## DATA FOR PROCESSING:

________________________________________

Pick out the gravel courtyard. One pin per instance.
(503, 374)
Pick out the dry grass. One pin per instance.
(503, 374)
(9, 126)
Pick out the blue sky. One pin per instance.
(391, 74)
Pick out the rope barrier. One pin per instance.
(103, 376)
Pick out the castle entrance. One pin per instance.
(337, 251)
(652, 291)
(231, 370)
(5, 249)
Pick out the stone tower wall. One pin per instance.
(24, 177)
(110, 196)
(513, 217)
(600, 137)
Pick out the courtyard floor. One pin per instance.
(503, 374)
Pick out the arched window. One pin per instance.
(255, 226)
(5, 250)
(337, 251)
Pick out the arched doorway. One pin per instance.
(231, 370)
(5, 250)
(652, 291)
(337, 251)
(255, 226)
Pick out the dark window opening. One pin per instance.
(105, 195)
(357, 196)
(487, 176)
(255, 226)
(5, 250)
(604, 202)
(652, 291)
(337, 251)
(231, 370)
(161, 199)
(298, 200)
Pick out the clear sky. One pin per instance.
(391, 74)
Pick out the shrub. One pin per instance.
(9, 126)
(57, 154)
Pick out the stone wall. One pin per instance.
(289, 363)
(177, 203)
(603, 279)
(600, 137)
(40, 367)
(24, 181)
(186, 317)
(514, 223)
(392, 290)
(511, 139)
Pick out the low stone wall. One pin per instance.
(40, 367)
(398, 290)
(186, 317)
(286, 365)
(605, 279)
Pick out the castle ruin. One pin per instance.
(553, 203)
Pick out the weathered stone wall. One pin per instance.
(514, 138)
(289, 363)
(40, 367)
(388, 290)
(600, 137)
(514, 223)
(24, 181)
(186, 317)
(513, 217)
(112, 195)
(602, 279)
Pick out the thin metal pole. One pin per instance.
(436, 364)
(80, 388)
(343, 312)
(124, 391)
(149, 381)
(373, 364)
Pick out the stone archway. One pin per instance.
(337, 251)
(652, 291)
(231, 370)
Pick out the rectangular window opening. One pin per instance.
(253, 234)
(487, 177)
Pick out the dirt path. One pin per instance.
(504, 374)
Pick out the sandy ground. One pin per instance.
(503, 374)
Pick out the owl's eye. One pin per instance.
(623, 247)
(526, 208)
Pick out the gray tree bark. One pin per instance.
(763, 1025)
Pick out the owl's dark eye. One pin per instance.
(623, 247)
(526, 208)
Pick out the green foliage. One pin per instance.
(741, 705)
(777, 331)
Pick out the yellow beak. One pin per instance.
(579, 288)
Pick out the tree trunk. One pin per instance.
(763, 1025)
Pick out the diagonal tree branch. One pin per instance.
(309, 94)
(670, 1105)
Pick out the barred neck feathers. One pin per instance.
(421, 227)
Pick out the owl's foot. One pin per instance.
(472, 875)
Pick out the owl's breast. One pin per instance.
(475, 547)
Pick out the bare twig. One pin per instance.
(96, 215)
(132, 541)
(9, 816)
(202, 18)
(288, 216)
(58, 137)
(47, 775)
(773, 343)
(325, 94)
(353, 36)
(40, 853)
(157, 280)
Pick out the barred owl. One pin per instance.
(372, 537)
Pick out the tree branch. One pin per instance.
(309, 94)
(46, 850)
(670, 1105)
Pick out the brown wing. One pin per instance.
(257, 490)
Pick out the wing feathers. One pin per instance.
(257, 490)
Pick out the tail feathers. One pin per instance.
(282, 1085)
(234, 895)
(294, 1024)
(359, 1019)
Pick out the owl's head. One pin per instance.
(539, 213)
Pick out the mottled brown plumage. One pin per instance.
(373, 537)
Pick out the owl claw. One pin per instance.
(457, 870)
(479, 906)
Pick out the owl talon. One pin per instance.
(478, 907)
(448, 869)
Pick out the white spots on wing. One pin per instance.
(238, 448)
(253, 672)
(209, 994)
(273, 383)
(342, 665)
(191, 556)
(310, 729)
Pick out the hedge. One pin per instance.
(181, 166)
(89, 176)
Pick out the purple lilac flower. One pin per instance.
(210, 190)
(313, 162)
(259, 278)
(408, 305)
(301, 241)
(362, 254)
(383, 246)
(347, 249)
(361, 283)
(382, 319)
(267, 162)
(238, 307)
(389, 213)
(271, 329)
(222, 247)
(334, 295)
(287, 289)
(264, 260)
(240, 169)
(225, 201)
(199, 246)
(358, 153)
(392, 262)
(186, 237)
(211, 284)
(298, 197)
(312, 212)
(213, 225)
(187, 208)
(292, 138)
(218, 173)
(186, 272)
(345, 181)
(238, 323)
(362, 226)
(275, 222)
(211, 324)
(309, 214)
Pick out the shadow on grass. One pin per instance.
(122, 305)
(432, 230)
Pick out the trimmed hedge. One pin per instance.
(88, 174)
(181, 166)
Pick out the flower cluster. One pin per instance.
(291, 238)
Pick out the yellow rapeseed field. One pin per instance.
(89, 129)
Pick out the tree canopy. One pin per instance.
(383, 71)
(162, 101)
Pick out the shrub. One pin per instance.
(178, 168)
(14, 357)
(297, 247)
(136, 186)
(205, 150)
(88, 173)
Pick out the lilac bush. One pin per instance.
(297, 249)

________________________________________

## EXERCISE AIM:
Word for word, quote all of the data above.

## OUTPUT FOR THIS EXERCISE:
Pick out the gravel courtyard. One pin per instance.
(503, 374)
Pick out the dry grass. One pin per instance.
(503, 374)
(9, 126)
Pick out the blue sky. One pin per instance.
(391, 74)
Pick out the rope barrier. One pin per instance.
(103, 376)
Pick out the castle entrance. One pin per instance.
(337, 251)
(652, 291)
(231, 370)
(5, 249)
Pick out the stone tower wall. One pin per instance.
(24, 177)
(110, 196)
(513, 217)
(600, 137)
Pick out the courtyard floor. One pin per instance.
(503, 374)
Pick out the arched window. One pin per instance.
(255, 226)
(5, 250)
(337, 251)
Pick out the arched doorway. One pin per instance.
(231, 370)
(5, 250)
(652, 291)
(337, 251)
(255, 226)
Pick out the dark window opening. One pin per instance.
(105, 195)
(357, 196)
(487, 176)
(255, 226)
(5, 250)
(604, 202)
(652, 291)
(337, 251)
(231, 370)
(161, 199)
(298, 200)
Pick out the clear sky. One pin per instance.
(391, 74)
Pick out the shrub. One pin per instance.
(9, 126)
(57, 154)
Pick out the stone wall. One pin per instance.
(289, 363)
(177, 203)
(603, 279)
(600, 137)
(40, 367)
(24, 181)
(186, 317)
(514, 223)
(392, 290)
(511, 139)
Pick out the low stone wall. One pin per instance.
(40, 367)
(398, 290)
(186, 317)
(286, 365)
(605, 279)
Pick out the castle ruin. One pin per instance.
(553, 203)
Pick out the weathered stone wall. One pin per instance.
(514, 138)
(289, 363)
(40, 367)
(388, 290)
(600, 137)
(514, 223)
(24, 181)
(186, 317)
(513, 217)
(112, 195)
(602, 279)
Pick out the thin metal pole. One pin per instance.
(436, 364)
(80, 388)
(343, 312)
(124, 391)
(149, 381)
(373, 364)
Pick out the stone archway. One pin per instance.
(337, 251)
(652, 291)
(231, 370)
Pick out the rectangular window opening. One pin per instance.
(253, 234)
(487, 177)
Pick out the dirt path. One pin per instance.
(504, 374)
Pick out the sandy ground. One pin per instance.
(503, 374)
Pick out the owl's eye. One pin per instance.
(623, 247)
(526, 208)
Pick out the gray tree bark. One pin per instance.
(763, 1025)
Pick out the owl's dark eye. One pin per instance.
(623, 247)
(526, 208)
Pick out the green foliage. One pin per instance.
(741, 705)
(777, 331)
Pick out the yellow beak. One pin per instance.
(579, 288)
Pick out the tree trunk. One pin per instance.
(763, 1025)
Pick out the diagonal tree branch. One pin per instance.
(309, 94)
(670, 1105)
Pick out the barred neck feathers. One pin per instance.
(421, 227)
Pick out the owl's foot. One pin per instance.
(472, 875)
Pick out the owl's breast. One pin per instance.
(475, 547)
Pick out the bare twig. One pin per instance.
(96, 215)
(132, 541)
(9, 816)
(202, 18)
(288, 216)
(58, 137)
(47, 775)
(773, 343)
(325, 94)
(353, 36)
(40, 853)
(157, 280)
Pick out the barred owl. One pin per instance.
(372, 537)
Pick out the tree branch. One pin per instance.
(309, 94)
(46, 850)
(670, 1105)
Pick out the brown wing. One pin per instance.
(257, 490)
Pick out the wing feathers. One pin per instance.
(257, 490)
Pick out the tail feathers. One pin per instance.
(282, 1085)
(234, 895)
(294, 1024)
(359, 1019)
Pick out the owl's head. One pin per instance.
(539, 213)
Pick out the mottled brown plumage. One pin per instance.
(373, 537)
Pick out the owl claw. One pin per instance.
(457, 870)
(479, 906)
Pick out the owl talon. One pin per instance.
(478, 907)
(448, 869)
Pick out the white spots on wing. One pin per instance.
(238, 448)
(253, 672)
(209, 994)
(273, 383)
(342, 665)
(191, 556)
(310, 729)
Pick out the hedge. One pin per instance.
(181, 166)
(89, 176)
Pick out the purple lilac flower. One pin per instance.
(210, 190)
(313, 162)
(259, 278)
(408, 305)
(301, 241)
(362, 254)
(383, 246)
(347, 249)
(361, 283)
(382, 319)
(267, 162)
(238, 307)
(389, 213)
(271, 329)
(222, 247)
(334, 295)
(287, 289)
(264, 260)
(240, 169)
(225, 201)
(199, 246)
(358, 153)
(392, 262)
(186, 237)
(211, 284)
(298, 197)
(312, 212)
(213, 225)
(187, 208)
(292, 138)
(218, 173)
(186, 272)
(345, 181)
(238, 323)
(362, 226)
(275, 222)
(211, 324)
(309, 214)
Pick out the shadow on grass. One pin per instance.
(122, 305)
(432, 230)
Pick out the trimmed hedge. One pin per instance.
(88, 174)
(181, 166)
Pick out the flower cluster. One pin per instance.
(291, 238)
Pick out the yellow rapeseed field. One pin per instance.
(89, 129)
Pick out the tree canopy. One pin per instance.
(383, 71)
(162, 101)
Pick out the shrub. One pin per instance.
(178, 168)
(14, 357)
(297, 247)
(136, 186)
(205, 150)
(88, 173)
Pick out the lilac bush. One pin per instance.
(297, 249)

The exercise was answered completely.